Zitierter Text:
Das Lexikon ist mangelhaft erschlossen: Es gibt keinen Überblick über die Artikel, anhand dessen man sich zunächst über die Ausrichtung des Buches und seine Nomenklatur orientieren könnte. Verweisungen sind selten, was angesichts von Synonymen und Akronymen wünschenswert wäre, dagegen finden sich im Text extensiv Querverweisungen.

Wird der oben zitierte Anspruch, Basisinformationen für jedermann zu bieten, eingelöst? Kaum, da Übersichtsartikel fehlen und die Zersplitterung in Einzelartikel einen systematischen Zugriff auf Grund- und Menschenrechte erschwert. Man wird also zuerst andere völkerrechtliche oder politologische Nachschlagewerke konsultieren,[1] bevor man auf dieses Lexikon zurückgreifen wird. Interesse an diesem Buch werden somit überwiegend die an Einzelaspekten interessierten Rechtswissenschaftler und Politologen haben. Bereits letzteren wird die Lektüre nicht genügen, da schwerpunktmäßig die normativen Grundlagen der Grund- und Menschenrechte behandelt werden und der Text sich hinsichtlich der Umsetzung der rechtlichen Normen nur auf die Schilderung der Judikative beschränkt, nicht aber die Grund- und Menschenrechtspolitik beinhaltet. - Damit ist die Zielgruppe ziemlich eng auf Fachwissenschaftler eingeschränkt. Andere Zielgruppen werden mehr auf Übersichtsartikel oder monographische Bearbeitungen des Themas zurückgreifen, um ihre Interessen zu befriedigen.

[Einträge aus einem Annotationsdatensatz]
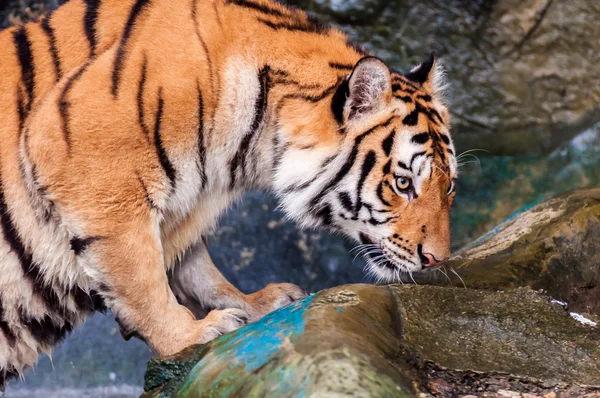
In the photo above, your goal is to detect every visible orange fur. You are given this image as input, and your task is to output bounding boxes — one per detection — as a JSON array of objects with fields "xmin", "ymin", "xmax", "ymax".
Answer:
[{"xmin": 0, "ymin": 0, "xmax": 456, "ymax": 382}]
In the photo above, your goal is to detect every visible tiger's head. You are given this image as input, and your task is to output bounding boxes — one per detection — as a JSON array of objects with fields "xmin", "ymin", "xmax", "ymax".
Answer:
[{"xmin": 282, "ymin": 54, "xmax": 457, "ymax": 281}]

Zu erledigen:
• a. Schreibe aus dem zitierten Text die Stelle zwischen „Das Lexikon ist“ und „Text extensiv Querverweisungen.“ einschließlich ab.
• b. Prüfe, ob die folgenden Aussagen dem zitierten Text entsprechen. Beantworte jede mit Ja oder Nein und belege das mit dem entscheidenden Wortlaut. (i) Das Lexikon enthält häufig Verweisungen. (ii) Das Lexikon behandelt die Grund- und Menschenrechtspolitik. (iii) Im Text des Lexikons gibt es ausgiebig Querverweisungen.
• c. Was behandelt das Lexikon laut dem zitierten Text schwerpunktmäßig?

Antworten je Aufgabe:
• a.
Das Lexikon ist mangelhaft erschlossen: Es gibt keinen Überblick über die Artikel, anhand dessen man sich zunächst über die Ausrichtung des Buches und seine Nomenklatur orientieren könnte. Verweisungen sind selten, was angesichts von Synonymen und Akronymen wünschenswert wäre, dagegen finden sich im Text extensiv Querverweisungen.

• b.
(i) Nein: „Verweisungen sind selten“
(ii) Nein: „nicht aber die Grund- und Menschenrechtspolitik beinhaltet“
(iii) Ja: „dagegen finden sich im Text extensiv Querverweisungen“

• c. Die normativen Grundlagen der Grund- und Menschenrechte.